* [TEXT PASSAGE]
- - -

By John Boivin, Local Journalism Initiative Reporter

A Passmore couple may be getting some help to demolish their home, after a series of landslides caused most of their property to erode into the Little Slocan River.

Scott Carlson and Christa Brakmann are facing the complete loss of their retirement property, as slow erosion by the Little Slocan River is wearing away the hillside.

Now the RDCK’s Emergency Operations Centre says it may be able to step in and help the couple.

While details of what the EOC can do were not settled by press time, an RDCK official told the Valley Voice “the RDCK is currently working with the Carlsons and the Province to remove the house and mitigate any potential damage to the environment.”

Eroding castle

The slide has been a slow-moving disaster that’s reaching its peak now.

Perched on a point a kilometre or two up from the mouth of the Little Slocan River, Carlson and Brakmann’s 4,000-square-foot home offered spectacular views of the two valleys coming together.

“I was told at one time it was the most expensive piece of housing property in the Slocan,” says Carlson.

- - -

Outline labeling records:

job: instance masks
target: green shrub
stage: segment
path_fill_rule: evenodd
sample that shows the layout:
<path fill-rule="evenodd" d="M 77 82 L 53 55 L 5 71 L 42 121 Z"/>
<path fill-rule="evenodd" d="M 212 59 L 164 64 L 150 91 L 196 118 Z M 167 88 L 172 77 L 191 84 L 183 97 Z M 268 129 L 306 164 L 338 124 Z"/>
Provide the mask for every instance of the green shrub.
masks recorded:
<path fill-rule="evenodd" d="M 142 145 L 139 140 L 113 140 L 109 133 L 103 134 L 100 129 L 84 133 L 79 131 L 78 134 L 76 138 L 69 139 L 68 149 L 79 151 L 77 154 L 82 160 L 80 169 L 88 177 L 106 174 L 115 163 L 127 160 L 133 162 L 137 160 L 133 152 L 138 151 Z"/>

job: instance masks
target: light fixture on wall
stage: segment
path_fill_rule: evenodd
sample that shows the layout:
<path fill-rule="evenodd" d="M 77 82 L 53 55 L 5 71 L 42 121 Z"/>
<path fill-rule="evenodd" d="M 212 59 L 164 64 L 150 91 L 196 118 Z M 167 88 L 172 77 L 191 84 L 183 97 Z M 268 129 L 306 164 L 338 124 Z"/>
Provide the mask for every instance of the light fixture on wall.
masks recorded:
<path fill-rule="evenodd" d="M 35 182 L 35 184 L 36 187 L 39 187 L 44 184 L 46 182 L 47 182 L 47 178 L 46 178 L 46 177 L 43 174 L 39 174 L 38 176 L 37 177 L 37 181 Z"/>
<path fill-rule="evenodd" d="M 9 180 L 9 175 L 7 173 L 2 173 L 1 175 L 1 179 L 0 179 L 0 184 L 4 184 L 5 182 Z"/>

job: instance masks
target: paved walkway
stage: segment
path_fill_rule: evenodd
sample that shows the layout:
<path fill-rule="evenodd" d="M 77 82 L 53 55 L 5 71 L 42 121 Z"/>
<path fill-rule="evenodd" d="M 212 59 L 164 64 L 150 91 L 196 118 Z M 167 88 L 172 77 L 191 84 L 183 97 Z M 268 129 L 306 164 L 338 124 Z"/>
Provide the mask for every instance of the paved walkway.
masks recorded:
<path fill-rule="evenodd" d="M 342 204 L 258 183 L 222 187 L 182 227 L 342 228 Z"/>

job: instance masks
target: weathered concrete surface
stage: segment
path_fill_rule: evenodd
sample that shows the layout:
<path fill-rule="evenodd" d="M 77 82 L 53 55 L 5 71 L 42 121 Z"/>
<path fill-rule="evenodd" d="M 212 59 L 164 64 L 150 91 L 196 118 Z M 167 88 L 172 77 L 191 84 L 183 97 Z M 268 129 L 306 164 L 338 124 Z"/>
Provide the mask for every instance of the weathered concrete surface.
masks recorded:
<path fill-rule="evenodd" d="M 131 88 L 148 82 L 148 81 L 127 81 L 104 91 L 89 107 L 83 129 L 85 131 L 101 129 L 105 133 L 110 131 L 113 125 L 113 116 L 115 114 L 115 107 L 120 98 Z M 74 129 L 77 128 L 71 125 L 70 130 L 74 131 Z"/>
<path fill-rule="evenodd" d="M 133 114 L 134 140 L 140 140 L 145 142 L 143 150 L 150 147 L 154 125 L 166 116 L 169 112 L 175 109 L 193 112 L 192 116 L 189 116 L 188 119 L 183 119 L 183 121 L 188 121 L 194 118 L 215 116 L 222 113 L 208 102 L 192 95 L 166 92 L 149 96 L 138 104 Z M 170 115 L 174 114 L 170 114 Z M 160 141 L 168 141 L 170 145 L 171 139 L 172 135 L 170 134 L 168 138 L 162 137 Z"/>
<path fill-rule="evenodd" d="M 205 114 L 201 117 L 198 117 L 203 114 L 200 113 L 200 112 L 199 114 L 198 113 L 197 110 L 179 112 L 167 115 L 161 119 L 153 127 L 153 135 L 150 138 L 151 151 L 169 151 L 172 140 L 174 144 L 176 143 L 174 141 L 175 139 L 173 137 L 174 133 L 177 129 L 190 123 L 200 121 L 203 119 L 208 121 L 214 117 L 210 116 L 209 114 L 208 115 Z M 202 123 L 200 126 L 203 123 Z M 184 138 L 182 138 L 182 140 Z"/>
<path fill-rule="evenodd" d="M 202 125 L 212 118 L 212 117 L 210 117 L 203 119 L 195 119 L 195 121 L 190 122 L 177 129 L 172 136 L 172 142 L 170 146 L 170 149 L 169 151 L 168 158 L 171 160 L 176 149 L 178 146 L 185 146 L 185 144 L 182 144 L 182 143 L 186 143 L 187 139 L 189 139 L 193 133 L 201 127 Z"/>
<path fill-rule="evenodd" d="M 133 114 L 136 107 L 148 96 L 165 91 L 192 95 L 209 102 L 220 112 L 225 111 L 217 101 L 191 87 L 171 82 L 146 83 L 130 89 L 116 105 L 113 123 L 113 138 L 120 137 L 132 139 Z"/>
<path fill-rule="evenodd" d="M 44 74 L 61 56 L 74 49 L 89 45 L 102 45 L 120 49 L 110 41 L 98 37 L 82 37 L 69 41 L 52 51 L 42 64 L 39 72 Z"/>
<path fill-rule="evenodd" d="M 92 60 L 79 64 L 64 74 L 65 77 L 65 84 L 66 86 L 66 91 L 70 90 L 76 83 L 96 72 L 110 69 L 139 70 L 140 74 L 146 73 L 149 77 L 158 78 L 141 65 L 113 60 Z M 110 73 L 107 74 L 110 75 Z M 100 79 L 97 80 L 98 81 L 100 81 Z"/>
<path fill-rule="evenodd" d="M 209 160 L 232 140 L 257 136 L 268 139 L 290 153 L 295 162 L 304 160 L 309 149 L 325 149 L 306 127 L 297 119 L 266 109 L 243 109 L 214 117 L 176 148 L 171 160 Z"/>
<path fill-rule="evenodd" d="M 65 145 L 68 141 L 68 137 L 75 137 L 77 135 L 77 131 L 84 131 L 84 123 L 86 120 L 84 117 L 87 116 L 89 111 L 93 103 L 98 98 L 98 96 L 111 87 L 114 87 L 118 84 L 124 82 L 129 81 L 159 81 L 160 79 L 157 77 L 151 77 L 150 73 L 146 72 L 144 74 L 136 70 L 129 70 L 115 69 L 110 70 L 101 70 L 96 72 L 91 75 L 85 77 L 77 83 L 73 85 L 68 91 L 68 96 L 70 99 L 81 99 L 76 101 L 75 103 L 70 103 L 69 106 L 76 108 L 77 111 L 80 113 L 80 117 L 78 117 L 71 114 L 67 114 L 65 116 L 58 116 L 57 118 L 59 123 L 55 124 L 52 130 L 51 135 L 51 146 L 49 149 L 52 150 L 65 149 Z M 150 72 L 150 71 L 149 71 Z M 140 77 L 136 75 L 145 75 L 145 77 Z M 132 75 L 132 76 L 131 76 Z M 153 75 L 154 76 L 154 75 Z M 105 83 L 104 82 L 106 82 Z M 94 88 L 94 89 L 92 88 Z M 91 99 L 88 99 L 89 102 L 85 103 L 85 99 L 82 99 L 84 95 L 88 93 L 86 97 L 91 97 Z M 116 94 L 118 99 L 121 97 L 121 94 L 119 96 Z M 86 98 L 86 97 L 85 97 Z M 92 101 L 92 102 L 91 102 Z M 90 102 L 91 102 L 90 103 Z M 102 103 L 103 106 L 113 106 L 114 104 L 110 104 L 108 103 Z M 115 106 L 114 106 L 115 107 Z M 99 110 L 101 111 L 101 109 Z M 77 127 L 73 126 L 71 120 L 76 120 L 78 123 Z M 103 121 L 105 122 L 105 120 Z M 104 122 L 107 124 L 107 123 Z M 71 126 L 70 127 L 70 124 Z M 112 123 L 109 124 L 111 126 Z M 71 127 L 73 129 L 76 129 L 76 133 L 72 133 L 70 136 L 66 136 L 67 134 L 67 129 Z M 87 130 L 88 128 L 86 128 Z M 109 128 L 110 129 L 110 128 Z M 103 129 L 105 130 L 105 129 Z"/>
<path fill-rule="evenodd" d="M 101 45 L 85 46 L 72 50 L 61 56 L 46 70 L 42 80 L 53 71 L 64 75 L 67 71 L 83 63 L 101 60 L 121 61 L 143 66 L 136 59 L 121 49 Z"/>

- - -

* [SET TASK]
Please answer these questions about the landslide article, one per line:
1. Into which river has most of the couple's property eroded?
2. Which RDCK body says it may be able to help the couple?
3. What is the size of the couple's home in square feet?
These records have no connection to the text.

* [WRITTEN REPLY]
1. The Little Slocan River
2. The Emergency Operations Centre
3. 4,000 square feet